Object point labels

▼▼▼

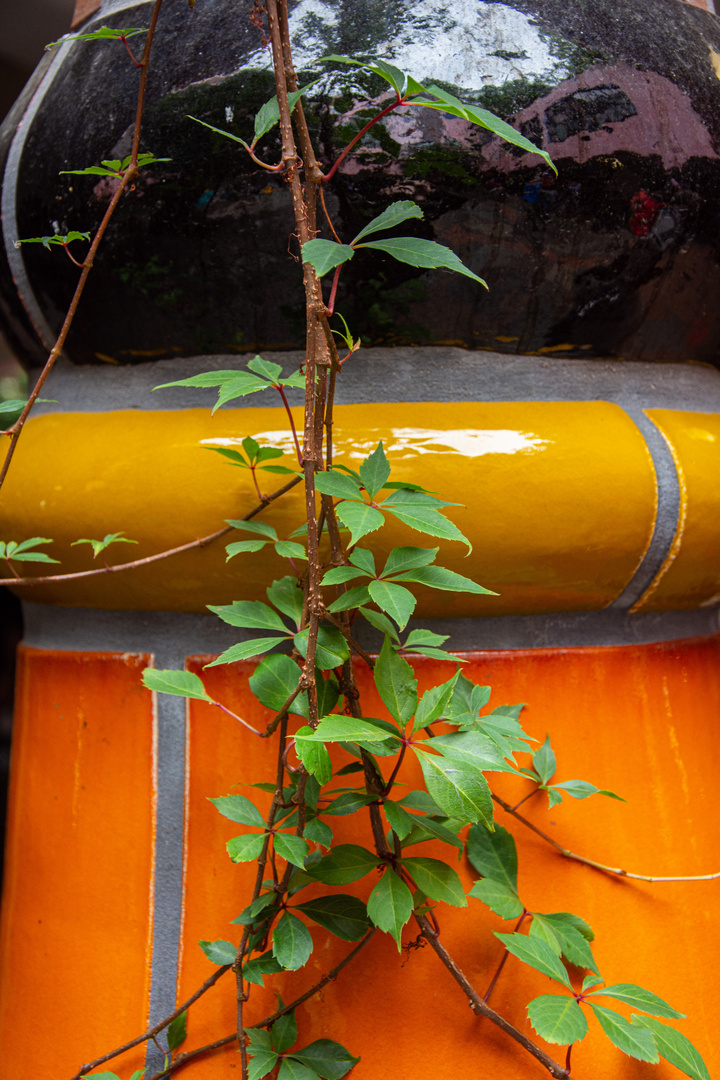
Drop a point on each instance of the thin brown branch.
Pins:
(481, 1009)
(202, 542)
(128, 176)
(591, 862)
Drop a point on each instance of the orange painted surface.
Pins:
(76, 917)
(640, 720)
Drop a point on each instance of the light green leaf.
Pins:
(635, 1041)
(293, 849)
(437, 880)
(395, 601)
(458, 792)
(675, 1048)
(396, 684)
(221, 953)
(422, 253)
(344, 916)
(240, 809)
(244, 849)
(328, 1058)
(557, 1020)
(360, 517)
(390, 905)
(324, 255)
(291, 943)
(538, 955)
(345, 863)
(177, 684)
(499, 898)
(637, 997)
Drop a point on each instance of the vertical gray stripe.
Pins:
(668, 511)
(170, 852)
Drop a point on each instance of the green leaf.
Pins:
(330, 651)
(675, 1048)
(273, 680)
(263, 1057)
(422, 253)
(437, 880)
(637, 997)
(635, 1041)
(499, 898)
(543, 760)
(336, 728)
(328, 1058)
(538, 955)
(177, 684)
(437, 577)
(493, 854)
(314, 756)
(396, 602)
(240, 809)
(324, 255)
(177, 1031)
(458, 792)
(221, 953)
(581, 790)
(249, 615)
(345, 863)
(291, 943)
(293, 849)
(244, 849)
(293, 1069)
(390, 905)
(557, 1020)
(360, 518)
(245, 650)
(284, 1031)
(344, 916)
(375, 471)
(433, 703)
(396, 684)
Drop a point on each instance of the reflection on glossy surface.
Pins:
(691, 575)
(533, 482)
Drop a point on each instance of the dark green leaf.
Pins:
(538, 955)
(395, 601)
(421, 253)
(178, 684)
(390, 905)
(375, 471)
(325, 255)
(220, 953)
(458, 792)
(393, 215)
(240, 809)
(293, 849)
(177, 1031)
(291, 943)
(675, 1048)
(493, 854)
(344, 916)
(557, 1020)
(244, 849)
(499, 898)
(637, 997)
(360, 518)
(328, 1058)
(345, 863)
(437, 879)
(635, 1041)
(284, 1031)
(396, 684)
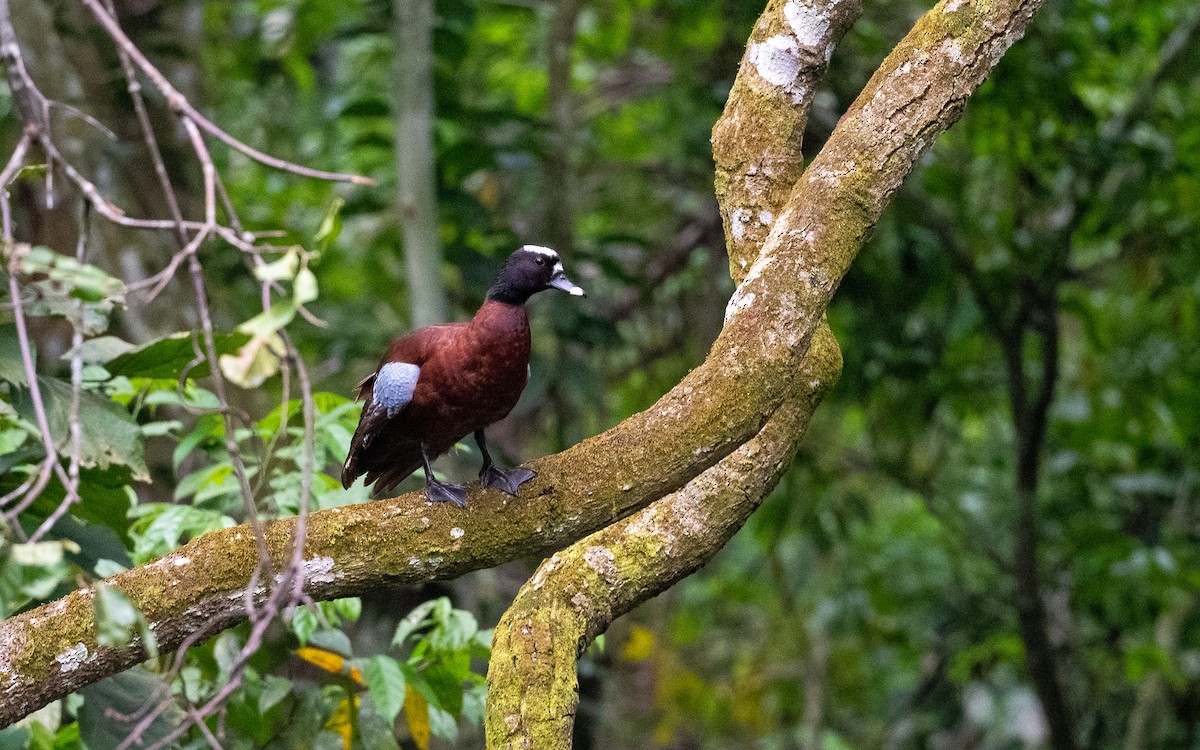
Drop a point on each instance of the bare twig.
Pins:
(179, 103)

▲▲▲

EXERCISE INSTRUCTIONS → Turn the rows above into a two-column CSV with the headers "request" and "answer", giving one line for each request. Put its text and its pins in one quoted field each, replace line breaks with spaces, and leave out the pictures.

EXERCISE SOLUTION →
request,answer
"Drop a point on each instance of the thin brown branch. Pins:","(481, 1009) (202, 542) (128, 176) (591, 862)"
"Drop a point on each instance of the orange painted surface. Pins:","(76, 917) (640, 720)"
"Drop a point on each instance of the light green leaf. Pins:","(635, 1041) (293, 849) (437, 880) (395, 601) (458, 792) (675, 1048) (396, 684) (221, 953) (422, 253) (344, 916) (240, 809) (244, 849) (328, 1058) (557, 1020) (360, 517) (390, 905) (324, 255) (291, 943) (538, 955) (345, 863) (177, 684) (499, 898) (637, 997)"
"Drop a point on each instance of the vertical gray stripe. Pins:","(668, 511) (170, 852)"
"Drop a point on each instance of the green leaf. Pins:","(330, 651) (675, 1048) (273, 680) (263, 1057) (422, 253) (437, 880) (637, 997) (635, 1041) (499, 898) (543, 760) (336, 728) (328, 1058) (538, 955) (177, 684) (437, 577) (493, 854) (314, 756) (396, 602) (240, 809) (324, 255) (177, 1031) (458, 792) (221, 953) (581, 790) (249, 615) (345, 863) (291, 943) (293, 849) (244, 849) (293, 1069) (390, 905) (557, 1020) (360, 518) (245, 650) (284, 1031) (344, 916) (375, 471) (433, 703) (396, 684)"
"Drop a point on each instance of the reflection on glossy surface. Pins:","(691, 575) (533, 482)"
"Drop a point on each instance of the dark green leaf. Pins:","(538, 955) (395, 601) (421, 253) (178, 684) (390, 905) (375, 471) (325, 255) (220, 953) (458, 792) (393, 215) (240, 809) (293, 849) (177, 1031) (291, 943) (675, 1048) (493, 854) (344, 916) (557, 1020) (244, 849) (499, 898) (637, 997) (360, 518) (328, 1058) (345, 863) (437, 879) (635, 1041) (284, 1031) (396, 684)"
"Drop a point on each instance of the bare twig. Pins:","(179, 103)"